**STATED EXERCISE A**. In the forum thread about 42 Draft Designs, who does one reply say to call and talk to?
**STATED EXERCISE B**. In the 42 Draft Designs forum thread, swap "dealers" for "resellers" and write out the stretch from "## [email protected] (Oct" through "the first place." with that change.
**STATED EXERCISE C**. Carry on the 42 Draft Designs forum thread from its last post.

# Anyone else despise 42 Draft Designs?



## ecko2702 (Sep 12, 2008)

I have had nothing but issues with this company. I ordered my downpipe from them and said twice I have a 3in catback so I need a 3in adaptor. Downpipe arrives with the stock 180 adaptor so I have to pay and wait another week for the right one. New one arrives and it's welded crooked. Sell my 3in catback and need a 2.5in adaptor and its 5in too short! They've screwed up every order and my downpipe is starting to rust after 6months! Who else makes downpipes for the 180Q?:banghead:


----------



## warranty225cpe (Dec 3, 2008)

Ive had no problems with them. I bought my DP used, and they still sent me free gaskets. 


BTW, its only surface rust. If it actually rusted trhough, I think youd have a pretty good case for them sending you a new one.


----------



## PLAYED TT (Oct 17, 2010)

I've never had any problems. And their shipping is fast for me. My guess is its just a bad experience.


----------



## blkjettavr6 (Nov 7, 2001)

ecko2702 said:


> I have had nothing but issues with this company. I ordered my downpipe from them and said twice I have a 3in catback so I need a 3in adaptor. Downpipe arrives with the stock 180 adaptor so I have to pay and wait another week for the right one. New one arrives and it's welded crooked. Sell my 3in catback and need a 2.5in adaptor and its 5in too short! They've screwed up every order and my downpipe is starting to rust after 6months! Who else makes downpipes for the 180Q?:banghead:


Call and talk to John.
Everything can be worked out with a detail filled phone call.


----------



## [email protected] (Oct 16, 2006)

ecko2702 said:


> I have had nothing but issues with this company. I ordered my downpipe from them and said twice I have a 3in catback so I need a 3in adaptor. Downpipe arrives with the stock 180 adaptor so I have to pay and wait another week for the right one. New one arrives and it's welded crooked. Sell my 3in catback and need a 2.5in adaptor and its 5in too short! They've screwed up every order and my downpipe is starting to rust after 6months! Who else makes downpipes for the 180Q?:banghead:


The original downpipe was not ordered directly through us and was through one of our dealers which did not specify that you wanted the 3" adapter, this is the reason you were sent the regular stock adapter in the first place.

**DATA ROWS**.
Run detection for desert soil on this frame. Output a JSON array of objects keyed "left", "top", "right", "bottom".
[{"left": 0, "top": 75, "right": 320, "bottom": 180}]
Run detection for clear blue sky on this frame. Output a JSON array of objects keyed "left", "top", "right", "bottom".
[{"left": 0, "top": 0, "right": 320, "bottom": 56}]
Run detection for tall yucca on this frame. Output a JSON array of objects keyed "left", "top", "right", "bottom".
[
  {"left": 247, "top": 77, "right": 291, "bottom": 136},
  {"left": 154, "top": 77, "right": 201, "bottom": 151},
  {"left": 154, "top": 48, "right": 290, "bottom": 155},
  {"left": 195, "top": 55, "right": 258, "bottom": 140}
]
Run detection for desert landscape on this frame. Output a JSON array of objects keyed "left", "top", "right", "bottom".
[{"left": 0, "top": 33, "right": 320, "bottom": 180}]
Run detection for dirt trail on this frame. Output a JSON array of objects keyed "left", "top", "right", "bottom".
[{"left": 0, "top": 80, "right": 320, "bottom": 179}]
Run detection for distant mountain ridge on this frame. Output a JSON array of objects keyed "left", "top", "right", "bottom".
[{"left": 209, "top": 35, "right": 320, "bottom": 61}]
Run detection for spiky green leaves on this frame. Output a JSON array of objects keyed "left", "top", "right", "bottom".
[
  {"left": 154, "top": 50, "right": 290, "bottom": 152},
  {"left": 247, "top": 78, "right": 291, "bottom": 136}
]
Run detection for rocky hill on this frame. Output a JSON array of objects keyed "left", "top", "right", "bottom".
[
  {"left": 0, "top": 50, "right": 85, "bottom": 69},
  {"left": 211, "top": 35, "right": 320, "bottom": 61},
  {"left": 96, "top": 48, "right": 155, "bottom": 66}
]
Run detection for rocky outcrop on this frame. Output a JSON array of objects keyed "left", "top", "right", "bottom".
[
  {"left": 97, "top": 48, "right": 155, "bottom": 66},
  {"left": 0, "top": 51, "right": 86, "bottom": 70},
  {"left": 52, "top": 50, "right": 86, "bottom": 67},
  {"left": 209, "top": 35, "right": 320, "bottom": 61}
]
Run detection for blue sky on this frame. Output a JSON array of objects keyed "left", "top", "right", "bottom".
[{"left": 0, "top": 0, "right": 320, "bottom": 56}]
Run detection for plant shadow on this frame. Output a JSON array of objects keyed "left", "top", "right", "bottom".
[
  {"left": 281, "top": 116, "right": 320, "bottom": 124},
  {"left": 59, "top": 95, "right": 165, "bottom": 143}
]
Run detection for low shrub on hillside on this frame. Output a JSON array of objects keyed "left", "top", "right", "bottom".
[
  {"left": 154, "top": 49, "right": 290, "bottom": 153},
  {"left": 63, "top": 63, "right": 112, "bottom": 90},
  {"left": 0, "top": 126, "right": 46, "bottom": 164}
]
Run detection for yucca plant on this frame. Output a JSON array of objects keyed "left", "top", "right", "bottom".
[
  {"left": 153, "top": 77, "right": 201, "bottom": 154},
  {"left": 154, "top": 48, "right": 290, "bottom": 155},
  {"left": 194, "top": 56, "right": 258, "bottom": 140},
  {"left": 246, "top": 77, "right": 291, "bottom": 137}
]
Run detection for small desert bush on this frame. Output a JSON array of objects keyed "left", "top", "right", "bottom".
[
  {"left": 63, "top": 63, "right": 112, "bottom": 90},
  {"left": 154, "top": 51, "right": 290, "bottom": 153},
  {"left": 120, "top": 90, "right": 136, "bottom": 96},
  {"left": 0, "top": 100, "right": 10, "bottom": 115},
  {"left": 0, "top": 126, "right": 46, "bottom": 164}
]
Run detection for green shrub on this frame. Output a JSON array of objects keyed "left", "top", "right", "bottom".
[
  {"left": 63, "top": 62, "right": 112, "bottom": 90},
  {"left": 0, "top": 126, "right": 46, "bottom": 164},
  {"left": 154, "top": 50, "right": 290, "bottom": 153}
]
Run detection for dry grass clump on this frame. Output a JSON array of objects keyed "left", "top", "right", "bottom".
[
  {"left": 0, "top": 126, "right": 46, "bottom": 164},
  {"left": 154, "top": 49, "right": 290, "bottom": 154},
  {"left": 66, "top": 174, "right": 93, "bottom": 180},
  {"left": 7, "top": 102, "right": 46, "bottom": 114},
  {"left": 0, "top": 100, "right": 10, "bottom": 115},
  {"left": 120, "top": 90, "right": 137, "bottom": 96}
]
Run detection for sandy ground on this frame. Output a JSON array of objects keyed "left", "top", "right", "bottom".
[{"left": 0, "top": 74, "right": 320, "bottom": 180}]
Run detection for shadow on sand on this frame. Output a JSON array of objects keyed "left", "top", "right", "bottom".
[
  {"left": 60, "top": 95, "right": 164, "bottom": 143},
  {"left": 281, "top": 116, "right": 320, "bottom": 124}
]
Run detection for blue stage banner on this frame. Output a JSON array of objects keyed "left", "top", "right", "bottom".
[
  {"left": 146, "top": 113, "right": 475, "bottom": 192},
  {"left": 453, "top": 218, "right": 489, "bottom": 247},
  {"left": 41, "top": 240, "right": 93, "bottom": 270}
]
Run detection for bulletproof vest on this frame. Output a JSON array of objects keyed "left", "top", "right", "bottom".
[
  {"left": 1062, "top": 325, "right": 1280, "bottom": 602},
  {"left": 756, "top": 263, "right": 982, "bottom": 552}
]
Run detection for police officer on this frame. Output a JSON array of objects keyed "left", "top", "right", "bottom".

**TASK OUTPUT A**. John.

**TASK OUTPUT B**.
## [email protected] (Oct 16, 2006)

ecko2702 said:


> I have had nothing but issues with this company. I ordered my downpipe from them and said twice I have a 3in catback so I need a 3in adaptor. Downpipe arrives with the stock 180 adaptor so I have to pay and wait another week for the right one. New one arrives and it's welded crooked. Sell my 3in catback and need a 2.5in adaptor and its 5in too short! They've screwed up every order and my downpipe is starting to rust after 6months! Who else makes downpipes for the 180Q?:banghead:


The original downpipe was not ordered directly through us and was through one of our resellers which did not specify that you wanted the 3" adapter, this is the reason you were sent the regular stock adapter in the first place.

**TASK OUTPUT C**.
The adapter you ordered this time was for a 225Q, I apologize we had a miscommunication on what it was for (180Q or 225Q), I must have just assumed it was for the 225, my mistake. You were sent the adapter for the 225Q. I am having our fabrication dept make you the 2.5" adapter for the 180Q and will send it out today for you. 

As for the downpipe starting to rust, it is aluminized steel so there will be a little bit of surface rust but as I am sure you know the materials we use are VERY thick and you will not have issues of it rusting through, I have never had a customer come back to say our system has rusted through and have had these systems on my personal cars for 5 years now with no issues.

If you have any other questions please feel free to contact me and we can discuss further. 

-John


----------



## Doooglasss (Aug 28, 2009)

I have to say 42 Draft Designs scored serious points in my book when I had an issue with my downpipe. They replaced it without asking any questions or for a receipt. The actual purchase was made by my friends for me so it wasn't even in my name. They quickly shipped me a brand new downpipe for my 225Q and let me keep the old one as well.

:thumbup: in my book for 42DD


----------



## notoriouszig (Jun 14, 2010)

i've only ever heard good things about 42dd. i've had good and bad experiences with most vendors i buy from, but it usually comes down to some type of misunderstanding. i hope you get everything worked out.


----------



## DurTTy (Aug 14, 2007)

i have not ordered anything from 42DD nor dealt with their Customer Service, so i cant really say anything about dealing with them. 

but lets be honest here. 

the price they charge for an aluminized piece of steel bent to fit the TT is atrocious 

its a joke, aluminized steel is super cheap and a heap of junk, end of story, i dont care how thick it is or how great it has been aluminized


their downpipes are overpriced pieces of rusting metal. any1 who does who lives in an area that salts their roads STAY AWAY from that junk.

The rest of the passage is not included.